:: TASK DIRECTIONS ::
Every line below needs to be reproduced exactly.

[Start of section]

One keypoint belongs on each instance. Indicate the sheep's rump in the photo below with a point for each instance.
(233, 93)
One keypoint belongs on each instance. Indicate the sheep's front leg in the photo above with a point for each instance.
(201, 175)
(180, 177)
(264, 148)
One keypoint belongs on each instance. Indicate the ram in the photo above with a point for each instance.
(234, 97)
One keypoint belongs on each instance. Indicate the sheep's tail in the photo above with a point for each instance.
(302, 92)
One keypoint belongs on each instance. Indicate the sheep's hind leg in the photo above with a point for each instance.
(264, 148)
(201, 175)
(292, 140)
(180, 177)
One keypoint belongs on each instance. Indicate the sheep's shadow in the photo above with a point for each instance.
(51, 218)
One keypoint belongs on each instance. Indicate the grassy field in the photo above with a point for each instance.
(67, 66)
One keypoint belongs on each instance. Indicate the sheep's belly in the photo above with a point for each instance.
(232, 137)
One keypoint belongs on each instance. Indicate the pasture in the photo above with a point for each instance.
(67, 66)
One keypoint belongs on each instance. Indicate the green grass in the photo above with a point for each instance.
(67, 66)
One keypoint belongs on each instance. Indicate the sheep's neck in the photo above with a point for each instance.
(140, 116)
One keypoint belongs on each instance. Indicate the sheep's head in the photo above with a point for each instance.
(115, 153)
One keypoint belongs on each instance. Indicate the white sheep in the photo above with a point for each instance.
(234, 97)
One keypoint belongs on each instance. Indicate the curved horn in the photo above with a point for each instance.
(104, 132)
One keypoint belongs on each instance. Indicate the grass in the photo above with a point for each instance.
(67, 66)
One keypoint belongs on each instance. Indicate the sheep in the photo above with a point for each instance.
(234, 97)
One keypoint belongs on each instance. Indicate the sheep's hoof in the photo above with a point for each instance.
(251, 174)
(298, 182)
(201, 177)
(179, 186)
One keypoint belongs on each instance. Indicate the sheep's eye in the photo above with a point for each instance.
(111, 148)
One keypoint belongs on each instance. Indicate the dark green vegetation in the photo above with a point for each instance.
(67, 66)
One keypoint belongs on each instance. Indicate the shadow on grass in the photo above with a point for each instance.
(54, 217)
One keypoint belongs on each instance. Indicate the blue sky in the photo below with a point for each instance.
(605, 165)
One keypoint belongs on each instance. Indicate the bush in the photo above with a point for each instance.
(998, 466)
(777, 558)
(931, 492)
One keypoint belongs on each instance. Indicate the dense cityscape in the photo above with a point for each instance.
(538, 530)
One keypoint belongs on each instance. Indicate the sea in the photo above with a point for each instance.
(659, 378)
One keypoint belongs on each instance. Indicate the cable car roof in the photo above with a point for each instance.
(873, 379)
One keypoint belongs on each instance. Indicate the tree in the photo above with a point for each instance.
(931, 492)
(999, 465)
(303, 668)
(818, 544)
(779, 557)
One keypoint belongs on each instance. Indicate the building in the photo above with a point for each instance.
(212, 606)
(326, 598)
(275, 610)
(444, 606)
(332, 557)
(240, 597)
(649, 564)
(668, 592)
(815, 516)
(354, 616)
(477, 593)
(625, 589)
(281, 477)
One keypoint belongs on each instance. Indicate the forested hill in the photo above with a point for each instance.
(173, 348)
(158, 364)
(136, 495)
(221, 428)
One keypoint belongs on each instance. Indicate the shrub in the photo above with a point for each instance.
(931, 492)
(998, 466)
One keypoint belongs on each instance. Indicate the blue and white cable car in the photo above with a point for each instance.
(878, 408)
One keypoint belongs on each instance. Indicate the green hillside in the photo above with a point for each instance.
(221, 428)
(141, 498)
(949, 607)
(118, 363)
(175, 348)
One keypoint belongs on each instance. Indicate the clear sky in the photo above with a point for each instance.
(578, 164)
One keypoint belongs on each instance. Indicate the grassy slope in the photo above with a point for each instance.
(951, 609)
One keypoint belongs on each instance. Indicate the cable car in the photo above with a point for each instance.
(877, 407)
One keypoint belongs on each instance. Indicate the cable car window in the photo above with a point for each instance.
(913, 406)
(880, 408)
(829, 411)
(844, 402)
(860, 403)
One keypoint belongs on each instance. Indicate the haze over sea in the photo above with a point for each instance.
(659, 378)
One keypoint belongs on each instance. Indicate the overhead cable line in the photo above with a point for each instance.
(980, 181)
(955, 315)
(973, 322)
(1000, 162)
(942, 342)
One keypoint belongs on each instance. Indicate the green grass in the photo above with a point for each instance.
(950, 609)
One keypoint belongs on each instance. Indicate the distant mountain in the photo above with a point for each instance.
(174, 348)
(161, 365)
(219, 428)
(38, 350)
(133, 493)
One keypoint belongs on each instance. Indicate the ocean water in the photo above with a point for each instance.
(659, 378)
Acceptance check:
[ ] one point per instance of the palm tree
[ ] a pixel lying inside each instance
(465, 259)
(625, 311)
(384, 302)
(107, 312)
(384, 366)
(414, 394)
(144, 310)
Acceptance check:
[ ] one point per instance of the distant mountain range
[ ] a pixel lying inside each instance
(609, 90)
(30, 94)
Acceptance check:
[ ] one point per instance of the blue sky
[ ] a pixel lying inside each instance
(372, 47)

[End of section]

:: RESPONSE AREA ::
One keypoint belongs on each instance. Indicate the sheep's rump in the photo below with a point for each instance.
(233, 93)
One keypoint belongs on each instance. Indicate the sheep's front leg in the photo above with a point for each instance.
(201, 175)
(180, 177)
(264, 148)
One keypoint belongs on each instance. Indicate the ram in the photo above with a point for each instance.
(234, 97)
One keypoint belongs on each instance. Indicate the sheep's tail in the photo above with a point for each instance.
(302, 92)
One keypoint belongs on each instance. Indicate the sheep's hind leg in the photo above with a point for each instance.
(264, 148)
(201, 175)
(292, 140)
(180, 177)
One keypoint belongs on each instance. Indicate the sheep's shadow in the photo above with a point for each instance.
(51, 218)
One keypoint belongs on each instance. Indicate the grassy field in the photo above with a point for each instance.
(67, 66)
One keypoint belongs on each instance. Indicate the sheep's belly in the photo above with a point for each instance.
(232, 137)
One keypoint belongs on each instance. Indicate the pasture in the photo above with a point for each instance.
(67, 66)
One keypoint belongs on each instance. Indicate the green grass in the photo above with a point for each instance.
(67, 66)
One keypoint belongs on each instance. Indicate the sheep's neck in the photo above with a point for each instance.
(140, 116)
One keypoint belongs on each instance. Indicate the sheep's head in the photo above with a point for each instance.
(115, 153)
One keypoint belongs on each instance. Indicate the white sheep in the photo above with a point for each instance.
(234, 97)
One keypoint belongs on each instance. Indicate the curved horn in the photo above with a point for each instance.
(104, 132)
One keypoint belongs on each instance. Indicate the grass in the photo above with a point for each instance.
(67, 66)
One keypoint belongs on each instance. Indicate the sheep in the photo above with a point for each instance.
(234, 97)
One keypoint belongs on each instance. Indicate the sheep's hoof in the photo above with a point for each instance.
(251, 174)
(298, 182)
(201, 177)
(179, 186)
One keypoint belongs on each instance. Indicate the sheep's eye in the photo above with a point for each instance.
(111, 148)
One keypoint belongs on each instance. Indicate the dark green vegetation in the photo above with a point for each instance.
(67, 66)
One keypoint belongs on each instance. Indicate the shadow on grass in the photo above with a point for each instance.
(54, 217)
One keypoint belongs on each instance. Indicate the blue sky in the photo below with a point for each instance.
(605, 165)
One keypoint belongs on each instance. Indicate the bush in the photo above with a point for each instance.
(998, 466)
(777, 558)
(931, 492)
One keypoint belongs on each instance. Indicate the dense cityscape in the photo above with a point for each instance.
(538, 530)
One keypoint belongs on each instance. Indicate the sea in the photo above with a point for each instance.
(659, 378)
One keypoint belongs on each instance. Indicate the cable car roof in the photo above with a point for each instance.
(873, 379)
One keypoint belongs on each instance. Indicate the tree in the photo above with a point for each instance.
(931, 492)
(999, 465)
(303, 668)
(818, 544)
(779, 557)
One keypoint belongs on each instance. Indicate the building in the photo above with a point for each instance.
(212, 606)
(326, 598)
(275, 610)
(444, 606)
(332, 557)
(240, 597)
(649, 564)
(668, 592)
(815, 516)
(354, 616)
(477, 593)
(625, 589)
(281, 477)
One keypoint belongs on each instance. Indicate the forested hill in the photo above with a point for each instance.
(173, 348)
(158, 364)
(136, 495)
(221, 428)
One keypoint belongs on each instance. Indicate the shrub in the photo above with a point for each instance.
(931, 492)
(998, 466)
One keypoint belongs on each instance. Indicate the blue and white cable car in the photo above with a point for each instance.
(878, 408)
One keypoint belongs on each instance. Indicate the green hillside in the photo above with a point for each instance.
(221, 428)
(141, 498)
(949, 607)
(118, 363)
(175, 348)
One keypoint belongs on each instance. Indicate the clear sky in the photo above with a point for each instance.
(578, 164)
One keypoint belongs on each instance. Indicate the grassy slope in the photo above with a point for each instance.
(951, 609)
One keypoint belongs on each instance. Indicate the cable car in the photo above with a point for each instance.
(877, 407)
One keypoint belongs on each instance. Indicate the cable car window in the photo above with a point for each instance.
(913, 406)
(880, 408)
(829, 411)
(844, 402)
(860, 403)
One keypoint belongs on each instance. Indicate the haze over sea in the photo above with a point for each instance.
(659, 378)
One keypoint belongs on each instance. Indicate the overhead cable line in the photo above with a point for each instance.
(980, 181)
(955, 315)
(973, 322)
(1000, 162)
(942, 342)
One keypoint belongs on each instance. Indicate the green grass in the photo above with a point for each instance.
(950, 609)
One keypoint belongs on each instance. Indicate the distant mountain in the photo above with a point for each instance.
(174, 348)
(161, 365)
(219, 428)
(38, 350)
(133, 493)
One keypoint belongs on each instance. Indicate the ocean water in the photo above with a point for each instance.
(659, 378)
Acceptance check:
[ ] one point per instance of the palm tree
[ ] a pixel lying inside each instance
(465, 259)
(625, 311)
(384, 302)
(107, 312)
(384, 366)
(414, 394)
(144, 310)
Acceptance check:
[ ] one point per instance of the distant mountain range
[ ] a pixel lying inside each instance
(609, 90)
(30, 94)
Acceptance check:
[ ] one point per instance of the blue sky
[ ] a pixel lying inside each instance
(372, 47)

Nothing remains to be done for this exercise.